··· Text provided

Global prices for uranium have leapt by almost 8%, as Kazakhstan, which accounts for more than 40% of the world’s production, struggles to contain widespread ongoing anti-government protests.
On Wednesday, uranium prices on the international market soared to $45.25 a pound from the $42 recorded the day before, according to data from nuclear fuel market research and analysis firm UxC, as quoted by Bloomberg.
Meanwhile, shares in the nation’s largest producer, Kazatomprom, were reportedly down 11% in London trading. At the same time, most uranium companies in North America and Australia extended the gains they recorded earlier this week, when the European Commission had pushed ahead with a draft to mark certain nuclear projects as sustainable.
A wave of violent protests have rocked the Central Asian nation – which had been part of the former Soviet Union – since Sunday, after a sharp hike in the cost of liquefied petroleum gas that occurred due to the removal of government price controls.

······
··· Supplied data

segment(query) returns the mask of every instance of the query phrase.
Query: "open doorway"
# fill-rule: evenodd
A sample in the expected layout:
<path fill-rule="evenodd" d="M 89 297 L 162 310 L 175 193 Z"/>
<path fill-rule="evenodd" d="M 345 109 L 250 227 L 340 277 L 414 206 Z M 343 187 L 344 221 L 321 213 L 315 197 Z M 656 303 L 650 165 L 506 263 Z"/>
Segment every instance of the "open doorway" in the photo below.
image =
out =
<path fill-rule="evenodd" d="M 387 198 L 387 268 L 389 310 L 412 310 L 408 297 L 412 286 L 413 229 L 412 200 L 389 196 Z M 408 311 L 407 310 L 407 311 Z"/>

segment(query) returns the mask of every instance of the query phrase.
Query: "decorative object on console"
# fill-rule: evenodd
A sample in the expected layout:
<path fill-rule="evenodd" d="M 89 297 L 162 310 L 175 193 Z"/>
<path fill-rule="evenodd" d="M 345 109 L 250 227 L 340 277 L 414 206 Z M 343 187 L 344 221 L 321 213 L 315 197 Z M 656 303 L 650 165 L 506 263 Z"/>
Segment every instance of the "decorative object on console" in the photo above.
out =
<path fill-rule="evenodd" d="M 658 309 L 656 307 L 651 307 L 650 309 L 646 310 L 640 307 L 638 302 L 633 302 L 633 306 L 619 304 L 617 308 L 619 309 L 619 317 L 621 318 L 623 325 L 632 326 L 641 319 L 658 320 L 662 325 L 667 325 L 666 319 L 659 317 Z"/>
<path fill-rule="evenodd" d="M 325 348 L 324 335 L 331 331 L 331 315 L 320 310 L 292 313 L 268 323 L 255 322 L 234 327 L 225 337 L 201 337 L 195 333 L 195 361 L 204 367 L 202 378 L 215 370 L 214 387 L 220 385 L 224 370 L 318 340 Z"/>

······

• Task brief
In the uranium price report, what price did uranium reach on the international market on Wednesday? Use only the uranium price report and set the listing aside.

• Reply to the task
$45.25 a pound.